Stored data entries:
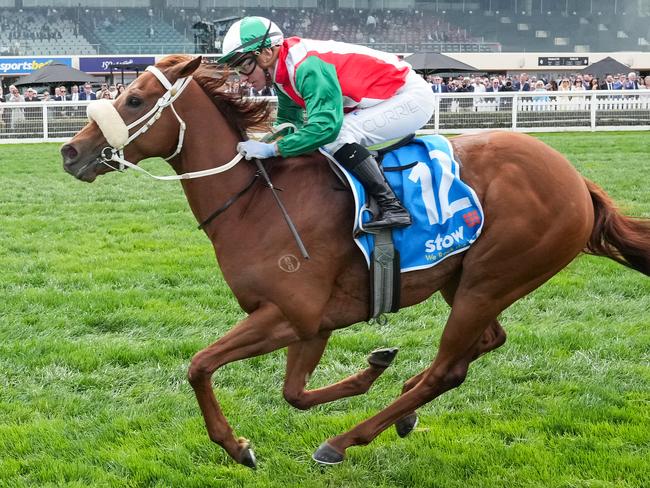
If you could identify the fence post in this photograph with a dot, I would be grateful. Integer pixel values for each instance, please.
(592, 109)
(45, 121)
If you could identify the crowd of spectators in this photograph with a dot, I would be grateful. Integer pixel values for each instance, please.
(14, 116)
(526, 83)
(45, 25)
(540, 90)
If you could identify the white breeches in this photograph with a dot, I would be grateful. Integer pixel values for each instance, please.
(404, 113)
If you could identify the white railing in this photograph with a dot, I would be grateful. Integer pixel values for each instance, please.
(455, 113)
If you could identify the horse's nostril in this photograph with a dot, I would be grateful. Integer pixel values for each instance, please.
(69, 153)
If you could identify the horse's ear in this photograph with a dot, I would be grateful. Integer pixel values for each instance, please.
(182, 70)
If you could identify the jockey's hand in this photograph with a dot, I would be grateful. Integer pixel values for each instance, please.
(255, 149)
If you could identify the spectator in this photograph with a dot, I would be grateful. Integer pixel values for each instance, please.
(438, 86)
(30, 95)
(87, 94)
(620, 83)
(540, 101)
(521, 84)
(578, 102)
(608, 84)
(104, 86)
(17, 115)
(631, 83)
(563, 102)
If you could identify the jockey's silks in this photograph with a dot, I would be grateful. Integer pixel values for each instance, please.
(328, 79)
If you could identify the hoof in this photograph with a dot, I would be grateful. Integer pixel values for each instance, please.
(326, 455)
(381, 358)
(247, 456)
(405, 425)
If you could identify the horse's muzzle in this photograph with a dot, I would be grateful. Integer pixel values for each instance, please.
(81, 168)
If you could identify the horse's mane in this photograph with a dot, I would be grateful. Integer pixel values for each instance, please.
(242, 115)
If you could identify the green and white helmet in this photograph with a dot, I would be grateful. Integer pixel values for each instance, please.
(247, 35)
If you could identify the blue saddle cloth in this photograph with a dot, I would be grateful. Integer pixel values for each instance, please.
(447, 215)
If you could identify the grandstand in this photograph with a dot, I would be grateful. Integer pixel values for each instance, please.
(41, 27)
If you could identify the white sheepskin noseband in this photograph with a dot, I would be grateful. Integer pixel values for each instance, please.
(109, 121)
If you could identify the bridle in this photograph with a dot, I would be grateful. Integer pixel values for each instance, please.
(173, 91)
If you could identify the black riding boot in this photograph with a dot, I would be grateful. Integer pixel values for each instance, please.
(358, 160)
(393, 214)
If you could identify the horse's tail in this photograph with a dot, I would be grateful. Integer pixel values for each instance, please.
(625, 240)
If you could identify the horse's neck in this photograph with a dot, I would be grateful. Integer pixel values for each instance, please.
(210, 142)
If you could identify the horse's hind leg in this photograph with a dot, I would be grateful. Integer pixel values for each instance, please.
(468, 320)
(302, 359)
(493, 337)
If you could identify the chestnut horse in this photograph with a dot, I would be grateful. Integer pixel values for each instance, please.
(539, 215)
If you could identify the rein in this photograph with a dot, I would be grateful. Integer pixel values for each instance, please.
(116, 154)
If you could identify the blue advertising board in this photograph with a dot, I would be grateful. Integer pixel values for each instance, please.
(103, 64)
(24, 66)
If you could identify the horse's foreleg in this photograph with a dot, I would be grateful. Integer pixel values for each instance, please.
(263, 331)
(302, 359)
(458, 346)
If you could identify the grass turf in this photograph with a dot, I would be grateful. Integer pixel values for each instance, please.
(108, 290)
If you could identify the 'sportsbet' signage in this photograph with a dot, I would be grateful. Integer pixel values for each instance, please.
(24, 66)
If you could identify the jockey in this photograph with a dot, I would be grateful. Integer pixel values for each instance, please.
(354, 97)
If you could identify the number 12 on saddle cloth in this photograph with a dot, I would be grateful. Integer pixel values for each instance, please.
(447, 215)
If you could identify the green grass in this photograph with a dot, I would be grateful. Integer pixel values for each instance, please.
(108, 290)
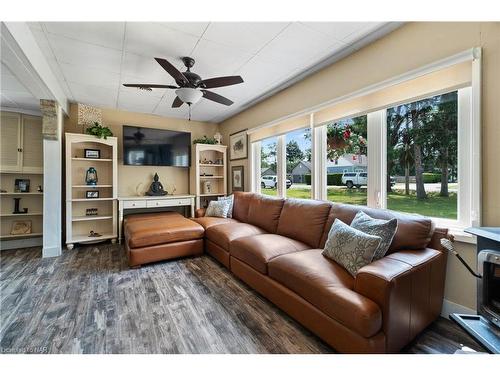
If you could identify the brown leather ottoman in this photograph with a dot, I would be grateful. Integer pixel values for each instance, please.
(160, 236)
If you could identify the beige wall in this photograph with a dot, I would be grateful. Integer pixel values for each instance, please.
(407, 48)
(130, 176)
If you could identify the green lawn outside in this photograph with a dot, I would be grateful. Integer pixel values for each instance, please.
(434, 205)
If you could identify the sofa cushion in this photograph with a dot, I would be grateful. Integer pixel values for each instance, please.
(349, 247)
(304, 220)
(207, 221)
(385, 229)
(163, 228)
(414, 231)
(218, 209)
(265, 212)
(223, 234)
(257, 251)
(328, 287)
(241, 205)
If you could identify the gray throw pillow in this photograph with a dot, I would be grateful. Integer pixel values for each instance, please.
(349, 247)
(385, 229)
(229, 198)
(217, 209)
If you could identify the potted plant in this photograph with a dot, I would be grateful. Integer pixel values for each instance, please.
(99, 131)
(205, 140)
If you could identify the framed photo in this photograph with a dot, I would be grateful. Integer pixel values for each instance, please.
(22, 185)
(91, 153)
(91, 194)
(21, 227)
(238, 178)
(238, 145)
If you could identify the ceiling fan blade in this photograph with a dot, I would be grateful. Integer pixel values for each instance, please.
(172, 70)
(220, 82)
(149, 86)
(177, 102)
(216, 97)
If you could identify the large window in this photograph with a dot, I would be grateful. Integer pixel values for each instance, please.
(422, 163)
(298, 163)
(269, 166)
(347, 161)
(410, 145)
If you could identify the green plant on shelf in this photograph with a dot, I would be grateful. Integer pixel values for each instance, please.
(99, 131)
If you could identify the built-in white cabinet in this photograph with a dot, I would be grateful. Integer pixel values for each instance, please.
(21, 177)
(208, 173)
(21, 143)
(91, 208)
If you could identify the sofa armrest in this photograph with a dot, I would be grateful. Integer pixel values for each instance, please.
(408, 286)
(200, 212)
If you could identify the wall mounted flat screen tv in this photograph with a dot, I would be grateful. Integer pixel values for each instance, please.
(147, 146)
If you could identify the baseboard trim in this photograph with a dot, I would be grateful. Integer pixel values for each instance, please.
(48, 252)
(20, 243)
(452, 307)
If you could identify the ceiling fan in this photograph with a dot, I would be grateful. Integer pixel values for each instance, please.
(191, 88)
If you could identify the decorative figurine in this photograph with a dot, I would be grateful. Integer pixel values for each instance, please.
(91, 176)
(156, 188)
(207, 187)
(16, 206)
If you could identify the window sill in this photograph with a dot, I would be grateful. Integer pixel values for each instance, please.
(456, 230)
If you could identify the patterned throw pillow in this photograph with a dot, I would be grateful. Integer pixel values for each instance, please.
(217, 209)
(349, 247)
(229, 198)
(385, 229)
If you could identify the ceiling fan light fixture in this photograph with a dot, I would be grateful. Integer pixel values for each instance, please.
(189, 95)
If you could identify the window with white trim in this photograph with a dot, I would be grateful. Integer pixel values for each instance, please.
(423, 154)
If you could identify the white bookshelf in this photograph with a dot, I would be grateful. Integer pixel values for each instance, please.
(78, 223)
(209, 164)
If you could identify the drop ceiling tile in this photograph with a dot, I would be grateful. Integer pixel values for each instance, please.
(154, 40)
(94, 95)
(10, 83)
(43, 43)
(214, 59)
(193, 28)
(22, 99)
(205, 110)
(137, 102)
(244, 36)
(368, 28)
(84, 54)
(106, 34)
(296, 46)
(157, 93)
(86, 76)
(164, 108)
(6, 102)
(336, 30)
(146, 69)
(35, 25)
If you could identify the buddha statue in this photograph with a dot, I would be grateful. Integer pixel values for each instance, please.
(156, 188)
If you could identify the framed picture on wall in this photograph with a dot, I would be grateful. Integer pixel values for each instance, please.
(238, 145)
(237, 178)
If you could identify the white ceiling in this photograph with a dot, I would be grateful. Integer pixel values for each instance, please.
(13, 94)
(92, 60)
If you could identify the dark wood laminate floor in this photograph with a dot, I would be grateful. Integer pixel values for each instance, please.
(88, 301)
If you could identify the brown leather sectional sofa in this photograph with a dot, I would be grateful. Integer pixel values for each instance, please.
(274, 245)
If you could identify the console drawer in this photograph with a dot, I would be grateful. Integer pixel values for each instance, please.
(134, 204)
(168, 202)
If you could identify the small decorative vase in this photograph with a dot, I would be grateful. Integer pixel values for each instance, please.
(207, 187)
(91, 176)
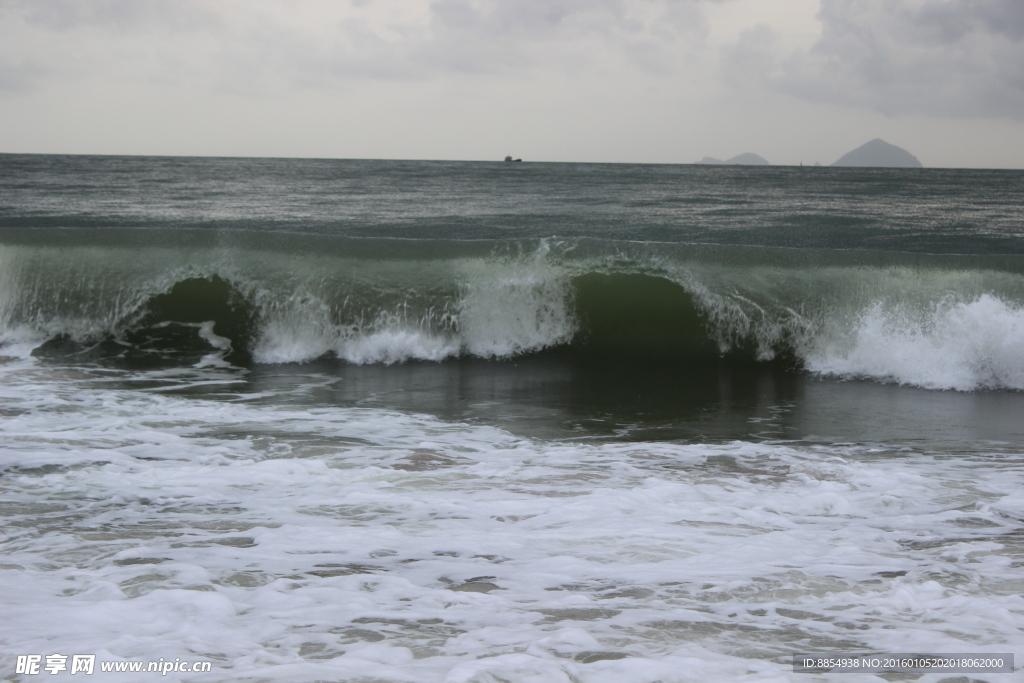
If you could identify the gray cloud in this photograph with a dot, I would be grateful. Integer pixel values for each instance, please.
(321, 43)
(945, 57)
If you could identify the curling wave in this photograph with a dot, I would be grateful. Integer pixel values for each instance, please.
(941, 323)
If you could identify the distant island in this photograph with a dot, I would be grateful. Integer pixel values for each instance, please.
(747, 159)
(879, 153)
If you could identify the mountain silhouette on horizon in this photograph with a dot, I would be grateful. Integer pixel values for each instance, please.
(881, 154)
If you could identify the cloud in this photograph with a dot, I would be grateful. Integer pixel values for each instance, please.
(252, 45)
(944, 57)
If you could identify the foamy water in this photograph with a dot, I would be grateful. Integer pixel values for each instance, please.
(294, 542)
(328, 420)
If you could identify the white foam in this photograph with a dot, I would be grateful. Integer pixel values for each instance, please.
(502, 308)
(971, 345)
(290, 542)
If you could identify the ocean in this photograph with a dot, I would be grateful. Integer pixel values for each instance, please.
(389, 421)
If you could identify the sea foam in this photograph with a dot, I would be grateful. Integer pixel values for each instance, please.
(971, 345)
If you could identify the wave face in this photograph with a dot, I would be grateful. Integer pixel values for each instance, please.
(940, 323)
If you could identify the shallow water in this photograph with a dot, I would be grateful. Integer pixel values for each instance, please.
(332, 458)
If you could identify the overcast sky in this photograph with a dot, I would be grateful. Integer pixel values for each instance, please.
(662, 81)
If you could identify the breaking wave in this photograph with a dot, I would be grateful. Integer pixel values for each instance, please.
(938, 323)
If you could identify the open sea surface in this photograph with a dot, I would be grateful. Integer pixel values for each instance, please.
(464, 422)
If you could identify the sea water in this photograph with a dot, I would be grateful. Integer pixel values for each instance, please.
(323, 420)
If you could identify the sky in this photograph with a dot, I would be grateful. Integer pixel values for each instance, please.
(647, 81)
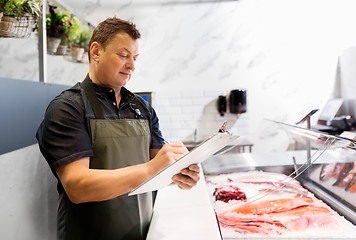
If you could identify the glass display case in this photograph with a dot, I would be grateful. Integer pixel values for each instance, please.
(307, 190)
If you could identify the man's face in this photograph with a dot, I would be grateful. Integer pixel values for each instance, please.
(116, 63)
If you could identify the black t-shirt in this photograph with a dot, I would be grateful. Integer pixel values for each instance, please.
(64, 134)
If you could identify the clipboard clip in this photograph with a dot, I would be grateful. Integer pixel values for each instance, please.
(223, 128)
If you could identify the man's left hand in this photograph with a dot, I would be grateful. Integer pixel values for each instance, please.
(188, 177)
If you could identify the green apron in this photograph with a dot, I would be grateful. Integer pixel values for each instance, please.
(116, 144)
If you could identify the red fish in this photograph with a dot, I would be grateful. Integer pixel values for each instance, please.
(273, 206)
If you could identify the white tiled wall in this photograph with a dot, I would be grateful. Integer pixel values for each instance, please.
(184, 113)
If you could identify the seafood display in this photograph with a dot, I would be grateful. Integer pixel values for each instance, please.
(272, 205)
(343, 174)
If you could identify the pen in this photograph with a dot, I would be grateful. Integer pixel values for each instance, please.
(163, 140)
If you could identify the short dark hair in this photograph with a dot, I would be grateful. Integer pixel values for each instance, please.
(107, 29)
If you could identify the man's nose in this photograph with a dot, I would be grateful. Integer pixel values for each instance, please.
(130, 64)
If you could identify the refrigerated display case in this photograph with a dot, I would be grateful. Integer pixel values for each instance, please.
(307, 191)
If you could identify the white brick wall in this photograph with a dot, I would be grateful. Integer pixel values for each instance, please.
(181, 113)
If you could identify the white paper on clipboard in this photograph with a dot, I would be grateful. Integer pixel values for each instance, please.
(195, 156)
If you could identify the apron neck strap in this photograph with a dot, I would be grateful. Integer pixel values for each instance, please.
(93, 99)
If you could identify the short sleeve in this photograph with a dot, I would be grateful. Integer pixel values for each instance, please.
(63, 136)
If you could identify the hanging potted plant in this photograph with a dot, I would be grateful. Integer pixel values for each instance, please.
(84, 40)
(67, 24)
(55, 29)
(79, 36)
(11, 10)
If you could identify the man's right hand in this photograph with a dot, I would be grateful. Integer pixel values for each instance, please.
(167, 155)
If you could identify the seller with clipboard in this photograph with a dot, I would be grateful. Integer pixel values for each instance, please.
(102, 141)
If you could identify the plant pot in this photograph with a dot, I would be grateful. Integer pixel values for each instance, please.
(52, 44)
(85, 58)
(61, 50)
(7, 24)
(77, 54)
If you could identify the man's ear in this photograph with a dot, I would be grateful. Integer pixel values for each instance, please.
(95, 51)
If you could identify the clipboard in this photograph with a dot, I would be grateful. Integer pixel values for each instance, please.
(197, 155)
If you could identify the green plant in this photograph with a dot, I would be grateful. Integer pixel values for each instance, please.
(79, 33)
(85, 36)
(57, 24)
(33, 7)
(11, 8)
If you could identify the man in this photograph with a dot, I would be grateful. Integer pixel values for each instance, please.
(101, 141)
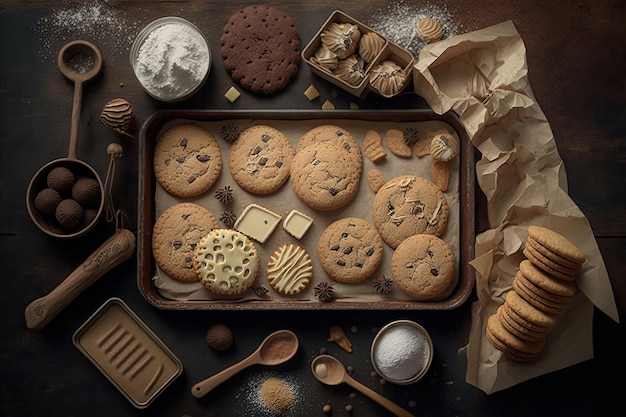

• _What is needed_
Count the lines in the entries that contain the word "water", and give only that number.

• _Expected output_
3